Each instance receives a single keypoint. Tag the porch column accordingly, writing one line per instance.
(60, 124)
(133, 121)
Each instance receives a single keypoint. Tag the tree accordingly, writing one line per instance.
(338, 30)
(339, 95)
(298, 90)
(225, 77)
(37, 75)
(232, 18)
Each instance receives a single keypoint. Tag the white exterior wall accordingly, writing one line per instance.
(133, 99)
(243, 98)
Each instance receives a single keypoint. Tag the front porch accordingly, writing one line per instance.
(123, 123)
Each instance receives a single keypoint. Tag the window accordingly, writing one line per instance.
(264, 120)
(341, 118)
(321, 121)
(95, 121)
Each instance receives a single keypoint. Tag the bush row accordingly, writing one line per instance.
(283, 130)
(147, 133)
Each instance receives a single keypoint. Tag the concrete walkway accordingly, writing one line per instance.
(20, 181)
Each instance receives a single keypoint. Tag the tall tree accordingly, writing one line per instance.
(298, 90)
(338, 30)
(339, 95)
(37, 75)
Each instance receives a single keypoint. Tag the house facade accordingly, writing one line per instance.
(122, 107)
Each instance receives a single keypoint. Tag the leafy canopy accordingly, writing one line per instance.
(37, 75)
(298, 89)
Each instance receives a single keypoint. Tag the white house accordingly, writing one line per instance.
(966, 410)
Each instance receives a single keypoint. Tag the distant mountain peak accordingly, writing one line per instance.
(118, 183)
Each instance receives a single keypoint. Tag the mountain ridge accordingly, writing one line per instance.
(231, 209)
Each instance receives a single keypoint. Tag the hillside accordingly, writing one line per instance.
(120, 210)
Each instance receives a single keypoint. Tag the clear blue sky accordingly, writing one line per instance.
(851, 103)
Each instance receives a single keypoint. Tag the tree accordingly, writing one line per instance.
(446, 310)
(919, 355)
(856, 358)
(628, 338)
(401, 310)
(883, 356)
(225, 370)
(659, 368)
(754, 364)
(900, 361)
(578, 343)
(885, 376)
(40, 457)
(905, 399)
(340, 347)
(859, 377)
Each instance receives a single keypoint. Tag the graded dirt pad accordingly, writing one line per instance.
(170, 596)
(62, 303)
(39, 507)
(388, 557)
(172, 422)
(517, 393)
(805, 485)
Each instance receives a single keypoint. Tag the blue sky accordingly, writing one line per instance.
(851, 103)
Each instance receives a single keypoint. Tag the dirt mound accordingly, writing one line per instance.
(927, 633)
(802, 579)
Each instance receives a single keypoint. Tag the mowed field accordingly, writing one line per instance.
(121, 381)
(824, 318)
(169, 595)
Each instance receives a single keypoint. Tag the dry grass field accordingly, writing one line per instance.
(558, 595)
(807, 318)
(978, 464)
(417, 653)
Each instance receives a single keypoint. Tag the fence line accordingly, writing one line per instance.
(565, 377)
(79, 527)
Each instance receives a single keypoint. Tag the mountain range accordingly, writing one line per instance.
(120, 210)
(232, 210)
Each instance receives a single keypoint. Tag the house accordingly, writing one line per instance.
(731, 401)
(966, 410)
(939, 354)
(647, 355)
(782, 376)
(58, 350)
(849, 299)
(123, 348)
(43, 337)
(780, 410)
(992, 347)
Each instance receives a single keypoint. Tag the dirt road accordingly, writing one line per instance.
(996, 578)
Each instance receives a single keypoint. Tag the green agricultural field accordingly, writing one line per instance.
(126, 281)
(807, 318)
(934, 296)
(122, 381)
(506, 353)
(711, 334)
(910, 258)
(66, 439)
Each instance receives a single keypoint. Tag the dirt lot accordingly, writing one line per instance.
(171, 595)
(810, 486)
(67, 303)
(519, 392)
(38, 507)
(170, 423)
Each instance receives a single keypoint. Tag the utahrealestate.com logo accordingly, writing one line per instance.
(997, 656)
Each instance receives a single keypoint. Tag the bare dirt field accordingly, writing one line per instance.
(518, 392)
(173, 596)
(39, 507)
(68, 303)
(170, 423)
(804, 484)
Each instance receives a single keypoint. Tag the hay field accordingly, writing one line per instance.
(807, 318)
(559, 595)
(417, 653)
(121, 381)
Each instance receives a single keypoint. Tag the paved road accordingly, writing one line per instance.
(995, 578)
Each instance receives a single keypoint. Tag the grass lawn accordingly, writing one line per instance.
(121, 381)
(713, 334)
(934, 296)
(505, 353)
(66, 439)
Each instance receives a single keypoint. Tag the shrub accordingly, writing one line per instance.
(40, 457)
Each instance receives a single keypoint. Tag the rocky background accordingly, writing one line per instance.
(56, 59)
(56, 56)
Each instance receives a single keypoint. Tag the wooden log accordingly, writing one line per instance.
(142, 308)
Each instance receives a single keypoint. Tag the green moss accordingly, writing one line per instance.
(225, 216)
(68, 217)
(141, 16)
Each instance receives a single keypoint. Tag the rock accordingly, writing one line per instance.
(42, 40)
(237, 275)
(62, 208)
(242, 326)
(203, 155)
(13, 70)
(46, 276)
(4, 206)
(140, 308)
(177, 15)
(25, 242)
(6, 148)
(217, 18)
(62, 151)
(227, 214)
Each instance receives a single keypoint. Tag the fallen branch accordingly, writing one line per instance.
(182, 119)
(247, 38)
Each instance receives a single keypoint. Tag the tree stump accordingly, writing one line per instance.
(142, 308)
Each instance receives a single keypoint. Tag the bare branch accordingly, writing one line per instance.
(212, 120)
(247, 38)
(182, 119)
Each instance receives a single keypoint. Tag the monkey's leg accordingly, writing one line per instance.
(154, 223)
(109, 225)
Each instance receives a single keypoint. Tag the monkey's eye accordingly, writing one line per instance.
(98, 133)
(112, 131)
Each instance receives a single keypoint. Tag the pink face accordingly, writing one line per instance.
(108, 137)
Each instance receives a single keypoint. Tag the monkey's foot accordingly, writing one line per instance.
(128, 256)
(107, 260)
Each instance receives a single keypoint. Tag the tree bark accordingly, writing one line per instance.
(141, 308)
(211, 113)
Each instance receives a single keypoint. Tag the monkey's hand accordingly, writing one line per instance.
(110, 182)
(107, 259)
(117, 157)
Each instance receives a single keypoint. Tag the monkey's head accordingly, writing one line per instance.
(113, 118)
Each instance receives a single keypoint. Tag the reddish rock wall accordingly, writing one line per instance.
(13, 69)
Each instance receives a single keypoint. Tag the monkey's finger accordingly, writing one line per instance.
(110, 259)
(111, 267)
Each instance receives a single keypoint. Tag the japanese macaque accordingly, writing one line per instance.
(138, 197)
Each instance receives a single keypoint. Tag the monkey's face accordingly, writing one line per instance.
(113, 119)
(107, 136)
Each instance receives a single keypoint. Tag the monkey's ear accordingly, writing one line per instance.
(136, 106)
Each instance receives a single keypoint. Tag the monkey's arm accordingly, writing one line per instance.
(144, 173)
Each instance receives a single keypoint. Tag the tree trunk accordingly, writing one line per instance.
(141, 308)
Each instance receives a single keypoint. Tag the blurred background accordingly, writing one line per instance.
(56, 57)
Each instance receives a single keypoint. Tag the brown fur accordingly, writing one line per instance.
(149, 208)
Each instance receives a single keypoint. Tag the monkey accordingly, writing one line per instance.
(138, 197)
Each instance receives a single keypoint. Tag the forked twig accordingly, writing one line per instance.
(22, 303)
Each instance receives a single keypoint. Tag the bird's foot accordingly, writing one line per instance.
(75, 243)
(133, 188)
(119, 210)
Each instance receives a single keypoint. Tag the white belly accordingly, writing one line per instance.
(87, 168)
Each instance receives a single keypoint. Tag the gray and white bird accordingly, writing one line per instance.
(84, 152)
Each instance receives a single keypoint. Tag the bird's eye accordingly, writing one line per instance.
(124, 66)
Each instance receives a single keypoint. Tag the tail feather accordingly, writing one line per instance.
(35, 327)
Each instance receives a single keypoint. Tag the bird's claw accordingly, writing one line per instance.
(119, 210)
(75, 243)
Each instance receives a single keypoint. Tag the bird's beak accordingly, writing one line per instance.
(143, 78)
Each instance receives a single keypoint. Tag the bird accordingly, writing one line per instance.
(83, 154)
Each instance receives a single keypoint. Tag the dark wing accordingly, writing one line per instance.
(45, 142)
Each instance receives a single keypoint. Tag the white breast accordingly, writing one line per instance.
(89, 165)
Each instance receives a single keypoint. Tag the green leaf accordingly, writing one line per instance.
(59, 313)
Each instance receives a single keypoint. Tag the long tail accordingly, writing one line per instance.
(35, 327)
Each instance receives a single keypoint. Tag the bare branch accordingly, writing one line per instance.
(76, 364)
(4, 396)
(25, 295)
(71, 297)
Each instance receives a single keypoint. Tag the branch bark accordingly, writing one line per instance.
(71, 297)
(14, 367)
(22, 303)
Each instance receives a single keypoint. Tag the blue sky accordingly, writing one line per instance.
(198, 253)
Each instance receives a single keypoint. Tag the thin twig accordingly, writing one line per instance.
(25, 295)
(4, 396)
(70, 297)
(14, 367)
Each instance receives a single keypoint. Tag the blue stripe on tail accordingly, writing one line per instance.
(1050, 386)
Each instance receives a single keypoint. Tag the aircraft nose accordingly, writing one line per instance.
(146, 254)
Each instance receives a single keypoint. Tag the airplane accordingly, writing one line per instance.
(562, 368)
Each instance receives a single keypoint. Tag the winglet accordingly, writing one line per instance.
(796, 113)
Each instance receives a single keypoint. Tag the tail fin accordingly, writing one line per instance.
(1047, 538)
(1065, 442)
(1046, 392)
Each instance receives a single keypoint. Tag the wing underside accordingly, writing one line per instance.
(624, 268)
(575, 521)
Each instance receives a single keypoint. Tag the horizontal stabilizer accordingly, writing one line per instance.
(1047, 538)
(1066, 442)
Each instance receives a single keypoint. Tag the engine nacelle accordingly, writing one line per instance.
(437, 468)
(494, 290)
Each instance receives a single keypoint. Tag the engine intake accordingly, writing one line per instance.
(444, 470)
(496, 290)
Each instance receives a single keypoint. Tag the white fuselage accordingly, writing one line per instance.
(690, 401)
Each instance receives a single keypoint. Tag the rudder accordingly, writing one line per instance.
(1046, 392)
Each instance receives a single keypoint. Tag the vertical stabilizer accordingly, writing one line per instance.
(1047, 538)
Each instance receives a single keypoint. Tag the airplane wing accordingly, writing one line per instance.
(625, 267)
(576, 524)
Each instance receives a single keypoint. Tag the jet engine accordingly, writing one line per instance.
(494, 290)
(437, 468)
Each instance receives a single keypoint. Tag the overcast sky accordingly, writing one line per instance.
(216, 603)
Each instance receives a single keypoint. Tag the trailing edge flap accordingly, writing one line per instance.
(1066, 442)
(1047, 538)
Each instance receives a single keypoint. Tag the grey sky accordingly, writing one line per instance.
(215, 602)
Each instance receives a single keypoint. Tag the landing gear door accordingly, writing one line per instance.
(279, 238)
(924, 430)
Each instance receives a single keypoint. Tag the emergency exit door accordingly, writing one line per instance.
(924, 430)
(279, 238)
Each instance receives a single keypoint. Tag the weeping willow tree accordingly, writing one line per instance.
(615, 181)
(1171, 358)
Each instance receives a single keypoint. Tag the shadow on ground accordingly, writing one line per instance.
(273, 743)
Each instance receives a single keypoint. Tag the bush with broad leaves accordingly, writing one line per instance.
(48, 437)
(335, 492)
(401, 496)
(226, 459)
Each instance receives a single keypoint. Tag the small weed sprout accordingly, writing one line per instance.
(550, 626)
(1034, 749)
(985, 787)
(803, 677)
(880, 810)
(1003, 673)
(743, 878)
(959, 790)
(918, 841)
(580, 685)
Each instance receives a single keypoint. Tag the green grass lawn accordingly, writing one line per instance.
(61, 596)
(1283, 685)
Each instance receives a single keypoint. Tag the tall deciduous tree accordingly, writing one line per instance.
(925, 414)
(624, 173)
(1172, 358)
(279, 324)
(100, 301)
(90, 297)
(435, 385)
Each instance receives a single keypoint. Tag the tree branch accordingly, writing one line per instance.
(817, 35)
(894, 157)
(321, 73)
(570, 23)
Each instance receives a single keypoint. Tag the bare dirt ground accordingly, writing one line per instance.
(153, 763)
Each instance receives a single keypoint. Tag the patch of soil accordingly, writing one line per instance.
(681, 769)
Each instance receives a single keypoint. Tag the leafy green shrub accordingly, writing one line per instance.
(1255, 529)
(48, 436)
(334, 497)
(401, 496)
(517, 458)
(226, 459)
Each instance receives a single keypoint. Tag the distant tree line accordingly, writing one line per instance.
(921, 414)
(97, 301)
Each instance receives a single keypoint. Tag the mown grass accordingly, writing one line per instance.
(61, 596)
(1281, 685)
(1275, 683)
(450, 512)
■ ■ ■ ■
● **Exercise**
Starting at the line that contains "Each instance receives a single keypoint. Tag the distant tree" and ending at the last line of the records, rewrite every line, requests included, and offset each coordinate number in the answers by adding 57 to it.

● **The completed task**
Each instance receives a single keypoint. Tag the distant tree line accordingly, writing one line per instance.
(978, 471)
(154, 358)
Each instance receives a single keypoint. Tag the mown grass accordingly, writing one line per instance.
(118, 653)
(1338, 742)
(1332, 740)
(507, 569)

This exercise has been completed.